### What is expected
Retype every entry precisely and keep each line whole.

### Provided records
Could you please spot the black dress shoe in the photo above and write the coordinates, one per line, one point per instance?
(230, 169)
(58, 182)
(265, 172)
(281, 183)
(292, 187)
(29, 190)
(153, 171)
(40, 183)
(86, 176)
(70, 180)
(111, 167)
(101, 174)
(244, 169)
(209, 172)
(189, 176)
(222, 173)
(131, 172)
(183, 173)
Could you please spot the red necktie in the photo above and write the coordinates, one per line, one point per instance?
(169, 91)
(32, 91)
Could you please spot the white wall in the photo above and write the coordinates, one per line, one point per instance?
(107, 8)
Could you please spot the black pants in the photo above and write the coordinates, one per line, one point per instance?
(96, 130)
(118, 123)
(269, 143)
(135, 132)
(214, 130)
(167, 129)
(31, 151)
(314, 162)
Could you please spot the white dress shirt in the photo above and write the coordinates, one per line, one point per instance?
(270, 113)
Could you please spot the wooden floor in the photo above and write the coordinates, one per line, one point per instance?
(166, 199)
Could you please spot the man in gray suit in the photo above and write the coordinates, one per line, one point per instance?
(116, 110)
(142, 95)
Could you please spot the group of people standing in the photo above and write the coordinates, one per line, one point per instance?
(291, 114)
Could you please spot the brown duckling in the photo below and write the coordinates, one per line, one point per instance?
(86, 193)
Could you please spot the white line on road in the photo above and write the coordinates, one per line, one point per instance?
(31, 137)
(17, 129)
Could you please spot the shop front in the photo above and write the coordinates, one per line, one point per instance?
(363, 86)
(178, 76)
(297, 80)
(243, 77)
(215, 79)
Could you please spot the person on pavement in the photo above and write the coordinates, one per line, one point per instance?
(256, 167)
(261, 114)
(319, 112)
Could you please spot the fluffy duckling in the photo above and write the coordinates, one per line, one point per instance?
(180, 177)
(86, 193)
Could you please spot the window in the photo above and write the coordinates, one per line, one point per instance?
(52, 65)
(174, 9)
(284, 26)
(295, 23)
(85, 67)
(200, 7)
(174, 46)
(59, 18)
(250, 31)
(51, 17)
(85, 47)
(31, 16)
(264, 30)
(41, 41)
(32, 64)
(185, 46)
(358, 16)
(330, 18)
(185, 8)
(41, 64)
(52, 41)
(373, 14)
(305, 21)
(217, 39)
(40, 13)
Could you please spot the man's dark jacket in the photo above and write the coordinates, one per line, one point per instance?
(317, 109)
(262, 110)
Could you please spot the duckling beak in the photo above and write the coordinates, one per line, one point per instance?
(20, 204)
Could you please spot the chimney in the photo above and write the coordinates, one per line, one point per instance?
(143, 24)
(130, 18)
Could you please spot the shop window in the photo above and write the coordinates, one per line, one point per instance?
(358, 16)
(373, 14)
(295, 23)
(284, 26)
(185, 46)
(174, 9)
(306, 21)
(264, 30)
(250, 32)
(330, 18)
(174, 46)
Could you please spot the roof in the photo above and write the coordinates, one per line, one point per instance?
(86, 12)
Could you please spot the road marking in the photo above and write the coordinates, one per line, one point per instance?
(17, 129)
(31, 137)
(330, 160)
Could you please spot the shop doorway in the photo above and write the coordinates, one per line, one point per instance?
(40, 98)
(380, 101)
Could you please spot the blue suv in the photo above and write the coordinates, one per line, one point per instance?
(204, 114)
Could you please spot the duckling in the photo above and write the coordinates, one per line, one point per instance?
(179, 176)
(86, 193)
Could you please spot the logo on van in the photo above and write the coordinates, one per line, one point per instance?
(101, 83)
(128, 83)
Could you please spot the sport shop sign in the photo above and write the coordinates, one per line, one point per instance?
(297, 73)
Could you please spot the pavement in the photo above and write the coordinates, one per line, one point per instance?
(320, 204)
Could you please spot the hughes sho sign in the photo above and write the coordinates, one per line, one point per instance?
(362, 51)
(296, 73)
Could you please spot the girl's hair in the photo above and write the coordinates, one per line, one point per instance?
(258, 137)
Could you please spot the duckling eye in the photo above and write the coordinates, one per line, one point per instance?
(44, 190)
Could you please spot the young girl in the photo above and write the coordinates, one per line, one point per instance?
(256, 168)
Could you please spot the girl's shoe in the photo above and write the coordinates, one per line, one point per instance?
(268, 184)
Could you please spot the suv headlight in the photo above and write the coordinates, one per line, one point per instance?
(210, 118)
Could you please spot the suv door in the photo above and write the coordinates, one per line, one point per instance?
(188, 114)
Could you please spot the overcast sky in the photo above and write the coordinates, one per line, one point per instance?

### Answer box
Could you please spot the black dress shoe in the photo above and write the coordinates, one per line, one point per instance?
(230, 169)
(58, 182)
(265, 172)
(281, 183)
(292, 187)
(29, 190)
(153, 171)
(40, 183)
(86, 176)
(70, 180)
(111, 167)
(101, 174)
(244, 169)
(209, 172)
(189, 176)
(222, 173)
(131, 172)
(183, 173)
Could you please spot the red necktie in the photo above and write the coordinates, one per line, one point per instance?
(169, 91)
(32, 91)
Could you please spot the white wall in the photo above and write the coordinates, one per line, one point per instance?
(107, 8)
Could you please spot the black pants in the photo above and write the coordinates, one per line, one point per instance?
(96, 130)
(118, 123)
(269, 143)
(135, 132)
(214, 130)
(167, 129)
(31, 151)
(314, 162)
Could you please spot the white dress shirt in the photo above and write the coordinates, one per line, one point per instance?
(270, 113)
Could you please spot the wooden floor in the photo above and write the coordinates, one per line, one point per instance?
(166, 199)
Could you please spot the man in gray suit in the photo above and write the coordinates, one per line, one point per instance?
(116, 110)
(142, 95)
Could you please spot the group of people standing in the photo above and write the coordinates, one per line, one point per instance?
(291, 114)
Could you please spot the brown duckling in the photo below and write the coordinates, one per line, one point per instance?
(86, 193)
Could you please spot the white line on road in the photo above and write the coordinates, one per line, one point per instance?
(31, 137)
(17, 129)
Could you please spot the shop front in the photo above and write the coordinates, one per line, one point per instance?
(363, 86)
(178, 76)
(297, 80)
(243, 77)
(215, 79)
Could you please spot the person on pavement in the photo above and write the coordinates, one per line, one point per instance?
(256, 167)
(261, 114)
(319, 112)
Could you please spot the fluffy duckling in the photo above and write the coordinates, one per line, one point per instance?
(180, 177)
(86, 193)
Could you please spot the window in the photo above and write the coordinates, one per line, one point per instance?
(52, 65)
(174, 9)
(284, 26)
(295, 23)
(85, 67)
(200, 7)
(174, 46)
(59, 18)
(250, 31)
(51, 17)
(85, 47)
(31, 16)
(264, 30)
(41, 41)
(32, 64)
(185, 46)
(358, 16)
(330, 18)
(185, 8)
(41, 64)
(52, 41)
(373, 14)
(305, 21)
(217, 39)
(40, 13)
Could you please spot the man's dark jacket in the photo above and write the coordinates, one per line, one point per instance?
(317, 109)
(262, 110)
Could you please spot the duckling beak in the photo above and write the coordinates, one per line, one point per instance?
(20, 204)
Could you please spot the chimney in the photo above and write the coordinates, one per line, one point per instance?
(143, 24)
(130, 18)
Could you please spot the shop window in the photo above and write the coordinates, one per line, one point per instance?
(358, 16)
(373, 14)
(295, 23)
(284, 26)
(185, 46)
(174, 9)
(306, 21)
(264, 30)
(250, 32)
(330, 18)
(174, 46)
Could you please spot the roof in the photo above and write the coordinates, one per line, one point per instance?
(86, 12)
Could you please spot the road marking in the photo above and write the coordinates, one per line, one point per instance?
(17, 129)
(31, 137)
(330, 160)
Could you please spot the shop doorway in the photo above and write the coordinates, one per line, one point per instance?
(40, 98)
(380, 101)
Could you please spot the blue suv in the photo above and write the coordinates, one per line, one point per instance?
(204, 114)
Could you please spot the duckling in the photo above and write the coordinates, one per line, one point per instance?
(179, 176)
(86, 193)
Could you please spot the logo on van in the photo above and write the coordinates, one per line, one point per instance?
(101, 83)
(128, 83)
Could you please spot the sport shop sign in the photo above and write the coordinates, one per line, one point per instance?
(297, 73)
Could you please spot the pavement in the photo above and write the coordinates, one per line, one point per instance?
(320, 204)
Could you please spot the hughes sho sign in the photo above and write the coordinates, one per line, one point per instance?
(362, 51)
(296, 73)
Could you please spot the girl's hair in the photo above and write the coordinates, one per line, one point per instance?
(258, 137)
Could you please spot the duckling eye in the photo above and write the coordinates, one per line, one point per instance?
(44, 190)
Could you please spot the young girl in the photo above and write the coordinates, one per line, one point per instance?
(256, 168)
Could you please spot the girl's shoe in the photo above and write the coordinates, one per line, one point per instance?
(268, 184)
Could you please spot the suv headlight in the photo above and write the coordinates, one per line, one point per instance?
(210, 118)
Could you please spot the suv door in the photo above and write the coordinates, one per line, one point per instance?
(188, 114)
Could you please spot the overcast sky in the photo above and write the coordinates, one per line, one point per instance?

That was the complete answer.